Your objective: Return the listing in full, word for word.

Data:

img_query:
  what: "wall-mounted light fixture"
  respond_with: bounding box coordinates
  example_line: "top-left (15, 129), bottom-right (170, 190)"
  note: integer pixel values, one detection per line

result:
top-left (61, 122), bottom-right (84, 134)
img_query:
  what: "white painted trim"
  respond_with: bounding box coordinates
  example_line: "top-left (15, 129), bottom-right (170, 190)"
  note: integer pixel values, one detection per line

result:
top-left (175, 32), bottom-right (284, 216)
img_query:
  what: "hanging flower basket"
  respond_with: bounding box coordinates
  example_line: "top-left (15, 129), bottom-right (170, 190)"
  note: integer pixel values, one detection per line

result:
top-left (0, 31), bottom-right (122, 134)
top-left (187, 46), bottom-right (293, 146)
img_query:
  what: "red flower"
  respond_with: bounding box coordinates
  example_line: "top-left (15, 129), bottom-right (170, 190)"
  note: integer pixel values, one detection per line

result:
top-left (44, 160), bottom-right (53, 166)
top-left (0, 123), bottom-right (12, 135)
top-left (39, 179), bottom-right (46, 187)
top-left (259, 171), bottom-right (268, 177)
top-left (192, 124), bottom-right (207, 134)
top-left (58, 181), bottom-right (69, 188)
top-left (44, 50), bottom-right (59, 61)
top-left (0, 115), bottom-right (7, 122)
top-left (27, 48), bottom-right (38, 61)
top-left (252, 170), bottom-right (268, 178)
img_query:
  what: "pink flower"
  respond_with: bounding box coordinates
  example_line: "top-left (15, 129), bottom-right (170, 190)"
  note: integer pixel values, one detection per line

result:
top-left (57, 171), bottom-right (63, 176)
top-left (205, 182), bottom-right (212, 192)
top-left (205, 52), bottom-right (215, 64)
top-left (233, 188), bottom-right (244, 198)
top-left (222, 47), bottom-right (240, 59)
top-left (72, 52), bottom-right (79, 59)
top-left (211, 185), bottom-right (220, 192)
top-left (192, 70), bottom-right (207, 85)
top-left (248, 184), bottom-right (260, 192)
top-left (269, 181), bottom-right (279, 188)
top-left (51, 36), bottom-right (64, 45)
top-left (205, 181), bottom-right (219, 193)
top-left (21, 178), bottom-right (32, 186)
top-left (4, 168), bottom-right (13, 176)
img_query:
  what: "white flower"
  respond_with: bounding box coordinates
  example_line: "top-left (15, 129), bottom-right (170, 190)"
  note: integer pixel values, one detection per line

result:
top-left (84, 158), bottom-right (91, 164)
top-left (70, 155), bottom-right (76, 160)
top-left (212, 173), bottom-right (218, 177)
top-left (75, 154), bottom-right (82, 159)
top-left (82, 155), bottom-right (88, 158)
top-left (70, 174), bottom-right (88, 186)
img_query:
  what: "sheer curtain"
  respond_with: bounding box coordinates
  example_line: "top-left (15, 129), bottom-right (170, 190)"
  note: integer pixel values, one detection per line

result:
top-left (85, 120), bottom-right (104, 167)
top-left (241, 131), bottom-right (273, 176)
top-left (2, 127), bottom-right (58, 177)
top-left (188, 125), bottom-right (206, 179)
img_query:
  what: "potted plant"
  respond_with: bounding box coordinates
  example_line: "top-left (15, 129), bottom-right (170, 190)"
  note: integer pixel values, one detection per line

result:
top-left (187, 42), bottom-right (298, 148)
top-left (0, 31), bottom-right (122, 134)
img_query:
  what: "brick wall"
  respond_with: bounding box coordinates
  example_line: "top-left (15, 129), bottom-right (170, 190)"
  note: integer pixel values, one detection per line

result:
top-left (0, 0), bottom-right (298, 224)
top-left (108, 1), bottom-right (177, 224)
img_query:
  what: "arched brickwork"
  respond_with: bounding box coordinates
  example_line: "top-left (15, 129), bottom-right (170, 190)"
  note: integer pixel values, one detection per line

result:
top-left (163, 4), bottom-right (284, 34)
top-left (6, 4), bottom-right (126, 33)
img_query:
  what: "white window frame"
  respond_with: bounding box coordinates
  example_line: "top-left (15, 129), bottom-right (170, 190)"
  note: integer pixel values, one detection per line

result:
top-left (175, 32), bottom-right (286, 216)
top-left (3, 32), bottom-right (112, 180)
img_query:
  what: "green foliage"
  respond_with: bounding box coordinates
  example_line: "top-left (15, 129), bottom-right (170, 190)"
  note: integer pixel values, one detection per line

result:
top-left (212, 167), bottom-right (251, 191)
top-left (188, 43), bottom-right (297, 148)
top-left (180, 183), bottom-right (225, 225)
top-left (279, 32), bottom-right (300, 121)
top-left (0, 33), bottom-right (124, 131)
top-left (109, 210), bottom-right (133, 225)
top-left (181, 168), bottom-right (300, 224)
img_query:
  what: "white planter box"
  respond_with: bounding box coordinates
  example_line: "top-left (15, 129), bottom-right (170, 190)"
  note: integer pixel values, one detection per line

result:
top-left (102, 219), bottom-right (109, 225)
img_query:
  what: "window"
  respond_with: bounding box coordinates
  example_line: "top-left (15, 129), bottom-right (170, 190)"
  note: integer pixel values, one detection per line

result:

Output of the task:
img_query:
  what: "wall-mounted light fixture"
  respond_with: bounding box coordinates
  example_line: "top-left (15, 129), bottom-right (170, 190)"
  note: integer pixel values, one detection per line

result:
top-left (61, 122), bottom-right (84, 134)
img_query:
  what: "white painted trim"
  respond_with: bounding box coordinates
  example_line: "top-left (15, 129), bottom-right (170, 190)"
  note: integer pixel values, one detection per line

result:
top-left (175, 32), bottom-right (284, 216)
img_query:
  what: "hanging flower basket"
  respond_with: bounding box coordinates
  example_line: "top-left (15, 129), bottom-right (170, 190)"
  note: integer pixel values, one detection per line

result:
top-left (0, 31), bottom-right (122, 134)
top-left (187, 46), bottom-right (293, 146)
img_query:
  what: "red flower"
  respond_with: bounding box coordinates
  example_line: "top-left (15, 129), bottom-right (170, 190)"
  note: integer pixel values, one detection per line

result:
top-left (44, 160), bottom-right (53, 166)
top-left (0, 123), bottom-right (12, 135)
top-left (39, 179), bottom-right (46, 187)
top-left (259, 171), bottom-right (268, 177)
top-left (192, 124), bottom-right (207, 134)
top-left (58, 181), bottom-right (69, 188)
top-left (44, 50), bottom-right (59, 61)
top-left (0, 115), bottom-right (7, 122)
top-left (27, 48), bottom-right (38, 61)
top-left (252, 170), bottom-right (268, 178)
img_query:
  what: "pink flower"
  respond_with: bounding box coordinates
  example_line: "top-left (15, 129), bottom-right (170, 190)"
  note: integer pixel values, one detection per line

result:
top-left (57, 171), bottom-right (63, 176)
top-left (205, 182), bottom-right (212, 192)
top-left (205, 52), bottom-right (215, 64)
top-left (233, 188), bottom-right (244, 198)
top-left (222, 47), bottom-right (240, 59)
top-left (72, 52), bottom-right (79, 59)
top-left (211, 185), bottom-right (220, 192)
top-left (192, 70), bottom-right (207, 85)
top-left (248, 184), bottom-right (260, 192)
top-left (269, 181), bottom-right (279, 188)
top-left (51, 36), bottom-right (64, 45)
top-left (205, 181), bottom-right (219, 193)
top-left (21, 178), bottom-right (32, 186)
top-left (4, 168), bottom-right (13, 176)
img_query:
  what: "white flower"
  respond_with: bounding box coordinates
  example_line: "top-left (15, 129), bottom-right (170, 190)"
  note: integer pixel values, one detection per line

result:
top-left (84, 158), bottom-right (91, 164)
top-left (70, 155), bottom-right (76, 160)
top-left (212, 173), bottom-right (218, 177)
top-left (75, 154), bottom-right (82, 159)
top-left (82, 155), bottom-right (88, 158)
top-left (70, 174), bottom-right (88, 186)
img_query:
  what: "sheer curtain"
  respond_with: bounding box coordinates
  example_line: "top-left (15, 129), bottom-right (170, 190)"
  note: integer pixel values, one detection per line

result:
top-left (85, 120), bottom-right (104, 167)
top-left (241, 131), bottom-right (273, 176)
top-left (2, 127), bottom-right (58, 177)
top-left (188, 125), bottom-right (206, 179)
img_query:
  what: "potted plant"
  respond_with: bounding box coordinates
  example_line: "top-left (15, 129), bottom-right (170, 190)"
  note: integer pixel values, one detection per line

result:
top-left (187, 42), bottom-right (298, 148)
top-left (0, 31), bottom-right (122, 134)
img_query:
  what: "brick wall"
  respond_with: bounding box coordinates
  example_line: "top-left (15, 129), bottom-right (170, 190)"
  note: integer pixel values, one detection per line

result:
top-left (0, 0), bottom-right (298, 224)
top-left (108, 1), bottom-right (177, 224)
img_query:
  what: "arched brickwork"
  respond_with: bounding box coordinates
  example_line: "top-left (15, 129), bottom-right (170, 190)"
  note: integer pixel values, one detection per line

result:
top-left (163, 4), bottom-right (284, 34)
top-left (6, 4), bottom-right (126, 33)
img_query:
  what: "white window frame"
  respond_with: bounding box coordinates
  example_line: "top-left (15, 129), bottom-right (170, 190)"
  note: integer pixel values, one detection per line

result:
top-left (175, 32), bottom-right (286, 216)
top-left (3, 32), bottom-right (112, 180)
img_query:
  what: "green foliage"
  respond_with: bounding box coordinates
  example_line: "top-left (15, 129), bottom-right (170, 190)"
  note: integer pixel values, one detection per line

result:
top-left (212, 167), bottom-right (251, 191)
top-left (188, 43), bottom-right (297, 148)
top-left (180, 183), bottom-right (225, 225)
top-left (279, 32), bottom-right (300, 121)
top-left (0, 33), bottom-right (124, 131)
top-left (109, 210), bottom-right (133, 225)
top-left (181, 168), bottom-right (300, 224)
img_query:
  what: "white planter box"
  respond_with: bounding box coordinates
  example_line: "top-left (15, 129), bottom-right (170, 190)"
  note: integer pixel values, one detection per line

result:
top-left (102, 219), bottom-right (109, 225)
img_query:
  what: "window"
  respond_with: bounding box coordinates
  example_line: "top-left (15, 129), bottom-right (170, 190)"
  note: integer pixel values, one detection per line

result:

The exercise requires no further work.